Give back all the data exactly, line by line.

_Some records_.
☆ ☆ ☆ ☆

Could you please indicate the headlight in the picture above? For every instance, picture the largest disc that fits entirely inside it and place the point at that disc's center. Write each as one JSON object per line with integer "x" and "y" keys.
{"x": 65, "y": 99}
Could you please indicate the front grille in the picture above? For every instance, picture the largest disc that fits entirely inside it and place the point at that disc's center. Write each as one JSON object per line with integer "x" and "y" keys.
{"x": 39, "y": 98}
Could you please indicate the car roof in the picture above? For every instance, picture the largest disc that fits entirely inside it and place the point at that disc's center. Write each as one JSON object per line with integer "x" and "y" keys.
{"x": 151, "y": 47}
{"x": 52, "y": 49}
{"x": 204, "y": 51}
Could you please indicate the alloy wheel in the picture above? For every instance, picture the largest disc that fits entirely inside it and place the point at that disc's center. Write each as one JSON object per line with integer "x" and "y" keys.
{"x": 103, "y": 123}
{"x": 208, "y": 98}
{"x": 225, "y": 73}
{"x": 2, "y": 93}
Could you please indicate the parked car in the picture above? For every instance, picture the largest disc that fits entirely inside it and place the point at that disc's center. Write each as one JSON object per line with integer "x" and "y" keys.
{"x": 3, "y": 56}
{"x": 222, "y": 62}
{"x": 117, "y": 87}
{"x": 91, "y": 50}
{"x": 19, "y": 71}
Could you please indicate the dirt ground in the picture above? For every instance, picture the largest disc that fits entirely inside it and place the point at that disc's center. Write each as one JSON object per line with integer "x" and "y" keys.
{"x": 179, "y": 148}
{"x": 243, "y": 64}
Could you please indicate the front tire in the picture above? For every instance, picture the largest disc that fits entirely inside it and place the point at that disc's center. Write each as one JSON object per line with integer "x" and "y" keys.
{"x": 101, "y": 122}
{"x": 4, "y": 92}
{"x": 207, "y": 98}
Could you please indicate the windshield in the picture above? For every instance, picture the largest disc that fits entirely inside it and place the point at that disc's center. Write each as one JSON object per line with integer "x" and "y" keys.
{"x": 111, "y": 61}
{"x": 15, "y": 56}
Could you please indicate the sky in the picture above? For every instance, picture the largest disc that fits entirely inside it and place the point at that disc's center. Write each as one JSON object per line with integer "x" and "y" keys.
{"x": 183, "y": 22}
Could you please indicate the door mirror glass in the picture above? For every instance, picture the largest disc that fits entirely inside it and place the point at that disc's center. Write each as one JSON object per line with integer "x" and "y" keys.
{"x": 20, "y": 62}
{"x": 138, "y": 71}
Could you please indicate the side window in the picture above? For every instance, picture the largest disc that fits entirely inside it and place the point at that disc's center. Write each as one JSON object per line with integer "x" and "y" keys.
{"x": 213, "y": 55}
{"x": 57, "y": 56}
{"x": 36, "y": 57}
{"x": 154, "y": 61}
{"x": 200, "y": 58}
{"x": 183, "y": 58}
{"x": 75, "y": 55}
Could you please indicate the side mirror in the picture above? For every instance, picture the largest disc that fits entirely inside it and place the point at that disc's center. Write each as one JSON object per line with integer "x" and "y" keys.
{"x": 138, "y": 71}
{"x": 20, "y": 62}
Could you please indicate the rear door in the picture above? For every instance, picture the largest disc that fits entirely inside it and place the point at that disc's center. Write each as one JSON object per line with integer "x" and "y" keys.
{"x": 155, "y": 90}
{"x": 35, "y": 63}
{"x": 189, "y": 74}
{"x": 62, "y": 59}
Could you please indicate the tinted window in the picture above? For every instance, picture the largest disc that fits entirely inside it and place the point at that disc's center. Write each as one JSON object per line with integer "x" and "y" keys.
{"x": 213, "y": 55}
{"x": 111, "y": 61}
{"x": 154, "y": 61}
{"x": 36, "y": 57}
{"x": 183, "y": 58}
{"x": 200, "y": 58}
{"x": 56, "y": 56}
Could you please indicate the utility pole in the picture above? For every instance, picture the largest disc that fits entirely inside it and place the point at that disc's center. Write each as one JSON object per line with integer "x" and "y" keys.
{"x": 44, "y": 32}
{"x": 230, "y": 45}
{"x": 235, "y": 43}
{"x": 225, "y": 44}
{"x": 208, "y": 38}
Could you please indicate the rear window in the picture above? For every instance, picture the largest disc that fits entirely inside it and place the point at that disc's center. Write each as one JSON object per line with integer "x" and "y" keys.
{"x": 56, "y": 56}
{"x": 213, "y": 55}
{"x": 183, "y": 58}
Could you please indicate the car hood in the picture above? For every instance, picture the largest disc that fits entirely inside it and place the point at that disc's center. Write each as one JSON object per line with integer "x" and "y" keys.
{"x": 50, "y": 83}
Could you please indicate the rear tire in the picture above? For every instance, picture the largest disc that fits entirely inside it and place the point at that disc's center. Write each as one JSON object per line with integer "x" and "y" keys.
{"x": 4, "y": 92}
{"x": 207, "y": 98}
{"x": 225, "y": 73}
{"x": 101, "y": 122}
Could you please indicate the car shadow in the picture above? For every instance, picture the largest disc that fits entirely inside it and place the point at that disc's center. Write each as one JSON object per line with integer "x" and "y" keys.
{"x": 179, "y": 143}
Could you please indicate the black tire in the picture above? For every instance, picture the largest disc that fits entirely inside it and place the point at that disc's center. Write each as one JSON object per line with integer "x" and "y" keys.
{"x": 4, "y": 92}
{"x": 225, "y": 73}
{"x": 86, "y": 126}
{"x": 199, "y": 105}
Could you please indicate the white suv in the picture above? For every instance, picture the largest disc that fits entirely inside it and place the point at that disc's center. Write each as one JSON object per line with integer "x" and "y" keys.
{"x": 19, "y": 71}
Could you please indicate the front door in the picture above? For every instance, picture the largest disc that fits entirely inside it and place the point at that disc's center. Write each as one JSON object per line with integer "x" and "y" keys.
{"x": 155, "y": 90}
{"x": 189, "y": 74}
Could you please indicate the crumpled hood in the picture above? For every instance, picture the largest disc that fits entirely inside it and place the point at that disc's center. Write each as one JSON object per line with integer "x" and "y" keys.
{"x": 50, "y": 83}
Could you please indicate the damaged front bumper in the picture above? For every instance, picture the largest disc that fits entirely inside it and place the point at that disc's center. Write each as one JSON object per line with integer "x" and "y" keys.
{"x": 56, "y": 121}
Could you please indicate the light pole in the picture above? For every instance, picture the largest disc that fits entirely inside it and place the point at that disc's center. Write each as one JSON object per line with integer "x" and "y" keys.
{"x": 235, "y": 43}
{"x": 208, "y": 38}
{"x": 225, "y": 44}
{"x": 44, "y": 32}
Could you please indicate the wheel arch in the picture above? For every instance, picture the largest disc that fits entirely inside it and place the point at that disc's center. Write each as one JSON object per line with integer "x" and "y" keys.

☆ ☆ ☆ ☆

_Final result_.
Could you please indicate the headlight in the picture above? For every instance, picture the largest disc that fits entirely inside it and place the point at that disc's center. Write each as one JSON object per line with integer "x" and "y" keys.
{"x": 65, "y": 99}
Could you please indicate the front grille in the picture above? For every instance, picture the largest disc that fits entirely inside it and place the point at that disc's center. Write each as one JSON object per line with integer "x" and "y" keys.
{"x": 39, "y": 98}
Could you please indicate the car roof in the picture above? For every instance, picture the largest disc that fits entirely inside it and place the point at that disc's center. Write each as one JSON object per line with integer "x" and "y" keys.
{"x": 151, "y": 47}
{"x": 52, "y": 49}
{"x": 204, "y": 51}
Could you please indicate the alloy wheel in the picture above? For every instance, picture the largest disc that fits entirely inside it and place the point at that disc's center. Write each as one JSON object per line with integer "x" and "y" keys.
{"x": 103, "y": 123}
{"x": 208, "y": 98}
{"x": 225, "y": 73}
{"x": 2, "y": 93}
Could you please indicate the parked car in the picture above? For every instance, picture the largest disc that fits entirely inside it and place the point at that disc's center. Write each as one JSON object per line with integer "x" and "y" keys.
{"x": 3, "y": 56}
{"x": 222, "y": 62}
{"x": 117, "y": 87}
{"x": 91, "y": 50}
{"x": 19, "y": 71}
Could you please indicate the dirt ground in the picture above? For every instance, picture the largest disc that fits entirely inside it and place the point at that disc's center. Write each as one JSON object per line with integer "x" and "y" keys.
{"x": 179, "y": 148}
{"x": 243, "y": 64}
Could you please indicate the front tire in the picture above? For every instance, picture the largest disc that fits entirely inside it and place the point at that disc's center. Write each as one JSON object per line with integer "x" and "y" keys.
{"x": 101, "y": 122}
{"x": 4, "y": 92}
{"x": 207, "y": 98}
Could you please indicate the windshield in the picture above? For every instance, picture the largest disc that fits entirely inside it and place the point at that disc's center. Write each as one JSON object per line with integer "x" and "y" keys.
{"x": 111, "y": 61}
{"x": 15, "y": 56}
Could you please indicate the sky in the picture above? For every instance, picture the largest disc that fits entirely inside it and place the point at that disc's center. Write each as one JSON object per line with integer "x" and "y" keys.
{"x": 183, "y": 22}
Could you please indicate the door mirror glass in the picture above? For every instance, picture the largest disc that fits entirely inside it and place the point at that disc's center. Write each as one JSON object per line with integer "x" and "y" keys.
{"x": 20, "y": 62}
{"x": 138, "y": 71}
Could you please indicate the side window in the picture above? For every instance, picture the largest disc that fits entirely inside it and place the point at that disc's center. Write each as one JSON object per line with integer "x" and "y" keys.
{"x": 213, "y": 55}
{"x": 57, "y": 56}
{"x": 36, "y": 57}
{"x": 154, "y": 61}
{"x": 200, "y": 58}
{"x": 183, "y": 58}
{"x": 75, "y": 55}
Could you please indicate the side mirror in the picture above? For every instance, picture the largest disc that fits entirely inside it and place the point at that disc's center. Write each as one JSON object per line with integer "x" and "y" keys.
{"x": 138, "y": 71}
{"x": 20, "y": 62}
Could you please indicate the rear door in the picture above? For every instance, picture the largest disc that fits entirely inside it and place the point at that disc's center. Write each as one JSON object per line with integer "x" and "y" keys.
{"x": 155, "y": 90}
{"x": 35, "y": 63}
{"x": 189, "y": 74}
{"x": 62, "y": 59}
Could you please indicate the tinted window in the picture above? For every instance, picture the largest disc that fits entirely inside it and place the point at that disc's center. Write each as one JSON object per line with integer "x" and "y" keys.
{"x": 213, "y": 55}
{"x": 111, "y": 61}
{"x": 154, "y": 61}
{"x": 36, "y": 57}
{"x": 183, "y": 58}
{"x": 200, "y": 58}
{"x": 56, "y": 56}
Could you please indicate the utility pole in the picture above? For every instance, picture the largest disc that fits entirely inside it and place the point at that disc's center. Write each as one JSON object per line with integer "x" and "y" keys.
{"x": 44, "y": 32}
{"x": 230, "y": 45}
{"x": 235, "y": 43}
{"x": 225, "y": 44}
{"x": 208, "y": 38}
Could you please indicate the rear window in the picture above? For every instance, picture the largest disc that fits entirely inside it and place the point at that disc's center. Write each as one JSON object per line with integer "x" and "y" keys.
{"x": 56, "y": 56}
{"x": 213, "y": 55}
{"x": 183, "y": 58}
Could you please indicate the car hood in the picture above? For every instance, picture the largest disc that fits entirely inside it and place the point at that disc's center. Write each as one JSON object per line with integer "x" and "y" keys.
{"x": 50, "y": 83}
Could you please indicate the rear tire in the picture above? For every instance, picture the largest disc that fits entirely inside it and place the point at that disc's center. Write each as one JSON object per line with integer "x" and "y" keys.
{"x": 4, "y": 92}
{"x": 207, "y": 98}
{"x": 225, "y": 73}
{"x": 101, "y": 122}
Could you please indicate the car shadow in the picture above? For every instance, picture the largest disc that fits entirely inside it and place the point at that disc's center. Write each as one JSON object per line with integer "x" and "y" keys.
{"x": 179, "y": 143}
Could you please indicate the black tire in the picture above? For every instance, picture the largest disc that fits entirely inside it and place the point at that disc's center. Write each as one JSON object per line with integer "x" and "y" keys.
{"x": 4, "y": 92}
{"x": 225, "y": 73}
{"x": 86, "y": 126}
{"x": 199, "y": 105}
Could you please indicate the white suv in the picture above? For every instance, picture the largest disc that fits entirely inside it and place the point at that disc's center. Write each as one JSON object per line with integer "x" and "y" keys.
{"x": 19, "y": 71}
Could you please indicate the front door in the picture above? For every instance, picture the largest disc that fits entirely inside it and place the point at that disc's center. Write each as one JSON object per line with integer "x" and "y" keys.
{"x": 155, "y": 90}
{"x": 189, "y": 74}
Could you please indicate the crumpled hood in the picture above? For every instance, picture the largest disc that fits entirely inside it and place the point at that disc's center. Write each as one JSON object per line with integer "x" and "y" keys.
{"x": 50, "y": 83}
Could you please indicate the damaged front bumper in the picture above? For every instance, picture the largest disc that fits entirely inside it and place the point at that disc's center. Write each as one JSON object per line with integer "x" and "y" keys.
{"x": 56, "y": 121}
Could you please indicate the light pole in the picture above? For every instance, picture the largest disc that fits entirely inside it and place the point at that disc's center. Write each as one JSON object per line with integer "x" and "y" keys.
{"x": 235, "y": 43}
{"x": 208, "y": 38}
{"x": 225, "y": 44}
{"x": 44, "y": 32}
Could you please indicate the wheel arch in the picture above? For every instance, picture the largest disc that fits entirely inside it and place the point at that disc's center. Write each as one JSON object per line with integer "x" and "y" keys.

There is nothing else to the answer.